Segment Start: Given data
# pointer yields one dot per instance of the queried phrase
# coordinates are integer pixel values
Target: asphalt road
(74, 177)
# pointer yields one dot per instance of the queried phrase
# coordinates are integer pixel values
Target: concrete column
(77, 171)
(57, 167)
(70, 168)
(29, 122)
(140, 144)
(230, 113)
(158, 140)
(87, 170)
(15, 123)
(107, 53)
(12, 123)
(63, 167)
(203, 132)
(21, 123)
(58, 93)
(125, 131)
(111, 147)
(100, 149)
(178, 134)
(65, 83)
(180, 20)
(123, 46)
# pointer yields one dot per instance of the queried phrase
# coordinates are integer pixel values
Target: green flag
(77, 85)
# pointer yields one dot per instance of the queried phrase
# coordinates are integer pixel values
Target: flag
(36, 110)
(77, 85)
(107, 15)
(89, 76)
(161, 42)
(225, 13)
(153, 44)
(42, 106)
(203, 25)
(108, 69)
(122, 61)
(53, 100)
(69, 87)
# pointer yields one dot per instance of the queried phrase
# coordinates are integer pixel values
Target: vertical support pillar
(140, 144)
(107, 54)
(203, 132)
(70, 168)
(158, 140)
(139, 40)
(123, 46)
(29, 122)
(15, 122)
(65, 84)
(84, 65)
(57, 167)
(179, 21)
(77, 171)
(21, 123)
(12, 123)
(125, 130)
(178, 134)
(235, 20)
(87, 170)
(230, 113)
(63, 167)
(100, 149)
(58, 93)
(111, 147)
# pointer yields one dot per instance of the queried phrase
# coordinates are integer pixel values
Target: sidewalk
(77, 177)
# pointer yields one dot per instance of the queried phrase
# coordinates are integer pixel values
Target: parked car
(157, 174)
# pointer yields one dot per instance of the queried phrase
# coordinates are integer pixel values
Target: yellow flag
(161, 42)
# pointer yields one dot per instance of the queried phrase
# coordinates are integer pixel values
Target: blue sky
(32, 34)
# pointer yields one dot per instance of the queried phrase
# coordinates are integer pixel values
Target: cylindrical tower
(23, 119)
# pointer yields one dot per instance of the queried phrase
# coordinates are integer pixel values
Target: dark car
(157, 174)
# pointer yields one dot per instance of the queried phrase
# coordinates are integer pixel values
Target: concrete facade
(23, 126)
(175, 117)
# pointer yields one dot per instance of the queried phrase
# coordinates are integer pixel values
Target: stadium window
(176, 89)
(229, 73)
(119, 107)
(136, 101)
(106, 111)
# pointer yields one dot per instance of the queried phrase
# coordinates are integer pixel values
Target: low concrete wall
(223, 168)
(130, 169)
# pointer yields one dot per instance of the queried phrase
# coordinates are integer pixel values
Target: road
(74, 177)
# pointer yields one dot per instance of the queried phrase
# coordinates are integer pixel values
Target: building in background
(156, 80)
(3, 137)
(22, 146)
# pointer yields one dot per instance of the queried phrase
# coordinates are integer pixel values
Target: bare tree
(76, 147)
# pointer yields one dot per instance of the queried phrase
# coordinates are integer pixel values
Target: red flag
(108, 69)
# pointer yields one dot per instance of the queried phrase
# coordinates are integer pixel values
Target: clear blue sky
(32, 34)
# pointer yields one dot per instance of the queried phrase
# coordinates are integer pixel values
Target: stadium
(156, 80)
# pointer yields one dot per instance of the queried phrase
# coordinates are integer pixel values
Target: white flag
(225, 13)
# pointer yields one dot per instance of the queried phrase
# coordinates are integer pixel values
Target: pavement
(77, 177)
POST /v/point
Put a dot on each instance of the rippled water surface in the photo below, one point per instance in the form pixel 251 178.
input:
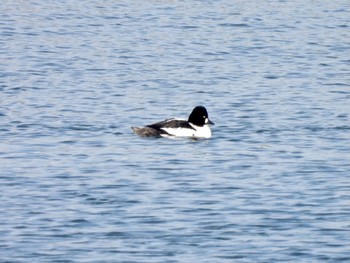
Segment End: Given data
An exact copy of the entries above is required; pictures are not part of it.

Output of the task »
# pointer yields one dot per instance of the queried phrase
# coordinates are integer pixel values
Target: asphalt road
(74, 177)
# pointer yields one dot per instance of the queried phrase
# coordinates are integer pixel values
Target: concrete column
(77, 171)
(57, 167)
(70, 168)
(29, 122)
(140, 144)
(230, 113)
(158, 140)
(87, 170)
(15, 123)
(107, 53)
(12, 123)
(63, 167)
(203, 132)
(21, 123)
(58, 93)
(125, 131)
(111, 147)
(100, 149)
(178, 134)
(65, 83)
(180, 20)
(123, 46)
# pointer yields one dot per instance of the queried phrase
# coordinates are integer pixel values
Target: green flag
(77, 85)
# pointer yields one dot per instance of the queried phrase
# coordinates are integer pixel values
Target: flag
(36, 110)
(77, 85)
(107, 15)
(89, 76)
(161, 42)
(225, 13)
(153, 44)
(42, 106)
(203, 25)
(108, 69)
(122, 61)
(53, 100)
(69, 87)
# pointer yields one dot per instance of the queried phrase
# coordinates are integer pixel values
Target: vertical support pillar
(140, 144)
(107, 54)
(203, 132)
(70, 168)
(158, 140)
(139, 40)
(123, 46)
(29, 122)
(15, 122)
(65, 84)
(84, 65)
(57, 167)
(179, 21)
(77, 171)
(21, 123)
(12, 123)
(125, 130)
(178, 134)
(235, 20)
(87, 170)
(230, 113)
(63, 167)
(100, 149)
(58, 93)
(111, 147)
# pointer yields one dot per instance of the queried phrase
# coordinates are integer pixel values
Target: sidewalk
(77, 177)
# pointer yields one dot per instance of the queried phrase
# coordinates are integer pixel values
Target: parked car
(157, 174)
# pointer yields one dot per instance of the queried phrase
# coordinates are integer pixel values
Target: yellow flag
(161, 42)
# pointer yields one dot per instance of the queried phrase
# coordinates are integer pixel values
Target: blue sky
(32, 34)
# pointer yields one dot per instance of the queried phrase
# coordinates are integer pixel values
Target: cylindrical tower
(23, 119)
# pointer yields one dot per instance of the queried phrase
# coordinates are integer pixel values
Target: dark car
(157, 174)
# pointer yields one dot per instance of the queried phrase
# coordinates are integer pixel values
Target: concrete facade
(23, 126)
(175, 117)
# pointer yields one dot per instance of the queried phrase
# coordinates are integer pixel values
Target: stadium window
(176, 89)
(229, 73)
(119, 107)
(136, 101)
(106, 111)
# pointer yields one dot per instance of the queried phrase
# coordinates are integer pixel values
Target: low concrete wall
(223, 168)
(130, 169)
# pointer yields one dot per instance of the queried phrase
# coordinates are integer pixel values
Target: road
(74, 177)
# pointer yields one dot per instance of the queried phrase
# coordinates are integer pixel values
Target: building in background
(156, 80)
(3, 137)
(22, 146)
# pointer yields one dot per instance of the queried phrase
# coordinates are integer pixel values
Target: bare tree
(76, 147)
# pointer yields one dot per instance of the queried phrase
# coordinates are integer pixel values
Target: red flag
(108, 69)
# pointer yields one dot per instance of the queried phrase
# coordinates are integer pixel values
Target: clear blue sky
(32, 34)
# pointer yields one dot per instance of the queried phrase
# coordinates are integer pixel values
Target: stadium
(156, 80)
# pointer yields one dot per instance of the queried phrase
# coordinates are integer pixel values
Target: white flag
(225, 13)
# pointer yields one dot per instance of the queried phrase
# coordinates are integer pixel values
Target: pavement
(77, 177)
POST /v/point
Put a dot on each instance of the rippled water surface in the photo below, one point per instance in the form pixel 251 178.
input:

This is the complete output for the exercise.